Given task a: Copy out the listing from the line containing "In this picture, where can the white front" through the final line of the listing, keeping every line unchanged.

Despite these benefits, the survey found that fewer than one in five (17 percent) of those surveyed currently contribute to an IRA, a decline from 22 percent in 2012. 

The survey reveals that the number of Americans who would consider an IRA as part of their retirement strategy has fallen sharply since 2013. Fewer than half (47 percent) of those not contributing say they would consider an IRA, down from 57 percent in 2013. 

It is possible that a lack of understanding is responsible for low IRA contribution levels. More than one-third (35 percent) of respondents do not understand what an IRA is or the difference between an IRA and an employer-sponsored plan. This percentage is even higher among the Generation Y (age 18-34) population surveyed (45 percent). 

“More and more people are unaware of the ultimate value an IRA can have in a building a stable and secure retirement,” said Chittenden. “Americans today bear much more responsibility for their retirement savings than previous generations did. There is a pressing need to educate Americans from all age groups and income levels on the long-term retirement benefits that IRAs provide through compounded investment growth and tax savings.” 

Even among those who already have an IRA, more than half (55 percent) said they spent an hour or less planning for the investment. 

Sixty percent of those who are contributing to an IRA also have an employer-sponsored plan such as a 401(k) or 403(b). Among those with both plans, more than half (53 percent) say they contribute to their IRA regardless of whether they have reached the contribution or matching limit of their employer-sponsored plan. This means they could be leaving money on the table if they are diverting money to their IRA before contributing enough to get their employer match. 

How does an IRA fit with my retirement planning strategy?

Excerpted data:
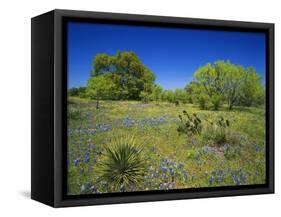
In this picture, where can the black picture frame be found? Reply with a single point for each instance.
(49, 92)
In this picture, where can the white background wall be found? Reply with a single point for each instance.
(15, 106)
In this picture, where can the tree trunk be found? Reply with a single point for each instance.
(97, 105)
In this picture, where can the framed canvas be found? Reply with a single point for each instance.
(133, 108)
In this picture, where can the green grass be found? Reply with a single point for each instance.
(173, 160)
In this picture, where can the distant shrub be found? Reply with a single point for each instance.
(216, 132)
(216, 101)
(122, 165)
(74, 114)
(202, 100)
(189, 124)
(231, 152)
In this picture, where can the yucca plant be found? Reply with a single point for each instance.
(122, 165)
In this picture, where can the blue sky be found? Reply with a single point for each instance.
(172, 54)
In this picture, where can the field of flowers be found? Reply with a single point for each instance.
(173, 160)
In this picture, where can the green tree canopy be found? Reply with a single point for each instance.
(129, 74)
(102, 87)
(223, 81)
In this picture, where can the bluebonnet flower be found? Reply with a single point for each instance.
(211, 181)
(170, 186)
(257, 148)
(180, 165)
(171, 170)
(76, 162)
(185, 173)
(82, 188)
(92, 146)
(164, 169)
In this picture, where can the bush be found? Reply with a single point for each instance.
(189, 124)
(216, 101)
(74, 114)
(202, 100)
(216, 133)
(122, 165)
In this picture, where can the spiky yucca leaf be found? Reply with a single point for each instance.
(123, 164)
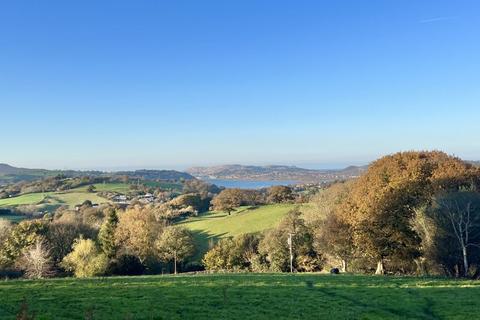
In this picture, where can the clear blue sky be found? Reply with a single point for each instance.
(108, 84)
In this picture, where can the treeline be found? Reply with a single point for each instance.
(410, 213)
(50, 184)
(110, 240)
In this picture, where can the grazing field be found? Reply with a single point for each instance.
(243, 296)
(49, 201)
(215, 225)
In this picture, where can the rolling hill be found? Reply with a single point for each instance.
(10, 174)
(213, 225)
(242, 172)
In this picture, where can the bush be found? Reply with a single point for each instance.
(85, 260)
(126, 265)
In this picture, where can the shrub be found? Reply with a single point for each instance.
(85, 260)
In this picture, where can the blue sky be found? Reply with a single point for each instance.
(116, 84)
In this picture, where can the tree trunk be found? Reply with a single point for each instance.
(465, 262)
(380, 267)
(175, 262)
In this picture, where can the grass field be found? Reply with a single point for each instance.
(216, 225)
(244, 296)
(49, 201)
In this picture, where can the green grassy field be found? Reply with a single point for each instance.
(215, 225)
(243, 296)
(49, 201)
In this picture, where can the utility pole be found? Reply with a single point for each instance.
(291, 252)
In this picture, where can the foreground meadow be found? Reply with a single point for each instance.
(243, 296)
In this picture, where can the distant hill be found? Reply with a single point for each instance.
(276, 172)
(10, 174)
(156, 174)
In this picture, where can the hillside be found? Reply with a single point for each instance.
(241, 172)
(49, 201)
(10, 174)
(216, 225)
(243, 296)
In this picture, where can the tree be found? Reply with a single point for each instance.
(175, 243)
(106, 235)
(383, 202)
(5, 229)
(280, 194)
(458, 215)
(334, 236)
(22, 236)
(36, 261)
(227, 200)
(239, 253)
(137, 232)
(85, 260)
(275, 245)
(62, 234)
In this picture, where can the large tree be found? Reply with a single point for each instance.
(86, 260)
(137, 231)
(175, 244)
(383, 201)
(106, 235)
(227, 200)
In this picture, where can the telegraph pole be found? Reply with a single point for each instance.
(291, 252)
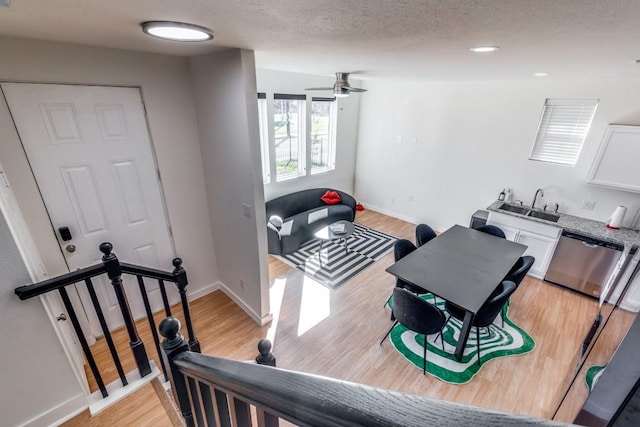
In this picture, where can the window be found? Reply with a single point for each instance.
(263, 123)
(289, 120)
(563, 128)
(323, 134)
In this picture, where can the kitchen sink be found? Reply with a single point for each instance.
(515, 209)
(544, 215)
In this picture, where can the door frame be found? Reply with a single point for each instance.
(37, 272)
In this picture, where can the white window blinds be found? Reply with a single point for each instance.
(563, 127)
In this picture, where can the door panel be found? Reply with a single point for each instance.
(91, 155)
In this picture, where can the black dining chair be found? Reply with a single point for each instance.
(402, 248)
(424, 233)
(417, 315)
(493, 230)
(517, 274)
(488, 312)
(520, 269)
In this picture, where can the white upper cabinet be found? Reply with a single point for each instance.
(616, 164)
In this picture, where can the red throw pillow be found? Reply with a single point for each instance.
(331, 198)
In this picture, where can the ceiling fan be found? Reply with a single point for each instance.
(341, 88)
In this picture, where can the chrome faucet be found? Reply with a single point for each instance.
(535, 196)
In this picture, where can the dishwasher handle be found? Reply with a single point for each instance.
(589, 245)
(591, 241)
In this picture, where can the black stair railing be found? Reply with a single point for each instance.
(114, 269)
(213, 391)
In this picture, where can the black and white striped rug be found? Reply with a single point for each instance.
(333, 266)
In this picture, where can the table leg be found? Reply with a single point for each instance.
(464, 335)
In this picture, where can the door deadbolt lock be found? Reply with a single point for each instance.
(65, 233)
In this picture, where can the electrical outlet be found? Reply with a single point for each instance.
(588, 205)
(246, 210)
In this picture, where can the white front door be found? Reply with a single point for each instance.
(91, 155)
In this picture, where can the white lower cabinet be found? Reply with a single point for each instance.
(541, 239)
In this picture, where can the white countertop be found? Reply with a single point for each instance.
(587, 227)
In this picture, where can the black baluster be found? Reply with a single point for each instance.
(265, 357)
(114, 272)
(165, 300)
(152, 322)
(181, 283)
(105, 331)
(83, 342)
(172, 346)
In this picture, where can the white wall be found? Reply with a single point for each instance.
(473, 139)
(270, 82)
(225, 92)
(36, 375)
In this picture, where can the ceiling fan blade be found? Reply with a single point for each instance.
(355, 89)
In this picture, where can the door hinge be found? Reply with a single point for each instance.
(3, 180)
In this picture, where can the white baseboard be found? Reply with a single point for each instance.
(60, 413)
(203, 291)
(255, 316)
(390, 213)
(634, 308)
(116, 391)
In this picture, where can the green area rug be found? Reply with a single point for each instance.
(592, 375)
(495, 341)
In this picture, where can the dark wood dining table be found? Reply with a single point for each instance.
(462, 266)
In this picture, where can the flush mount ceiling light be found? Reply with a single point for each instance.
(176, 31)
(484, 49)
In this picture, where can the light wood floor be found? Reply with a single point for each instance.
(336, 334)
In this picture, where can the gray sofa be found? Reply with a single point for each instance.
(303, 214)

Given task b: Summarize the IRA survey text in two sentences.

Written reply a:
In this picture, where can the white front door be found? Reply with a single point for each instance.
(91, 155)
In this picture, where can the white lower cabinet be found? Reply with a single point for each instance.
(541, 239)
In this picture, where can the white countertop be found? Reply with a single point for each instance.
(587, 227)
In this picture, where can the black baluster be found? Reply with a single point for each instance.
(265, 357)
(114, 272)
(165, 300)
(152, 322)
(181, 283)
(105, 331)
(83, 342)
(172, 346)
In this picture, where can the white wall be found? Reply with a single point for each instance.
(473, 139)
(270, 82)
(225, 92)
(36, 375)
In this picture, where can the ceiling fan blade be found? Reply with a single point for each instance.
(355, 89)
In this picture, where can the door hinge be found? Reply with a single point for each instance.
(3, 180)
In this picture, where can the white baseboard be found? Reply with a single point for each instance.
(60, 413)
(203, 291)
(255, 316)
(390, 213)
(634, 308)
(116, 391)
In this picture, where can the green area rug be found? Reply with a single point for each instance.
(592, 375)
(495, 341)
In this picture, where can the dark wood dining table be found? Reply with a single point for each instance.
(462, 266)
In this picture, where can the flush mount ceiling light be found? Reply with a single point for each instance.
(176, 31)
(484, 49)
In this picture, where can the light wood floor be found? Reply with a single point for each instance.
(336, 334)
In this picture, where can the gray sofa be found? Reply with a single point for each instance.
(303, 214)

Written reply b: The survey found that only 17 percent of respondents now contribute to an IRA, down from 22 percent in 2012, and fewer non-contributors would consider one than in 2013, possibly because many do not understand what an IRA is. Even among IRA holders, more than half spent an hour or less planning, and many who also have an employer-sponsored plan put money into their IRA regardless of that plan's limits, which could cost them an employer match.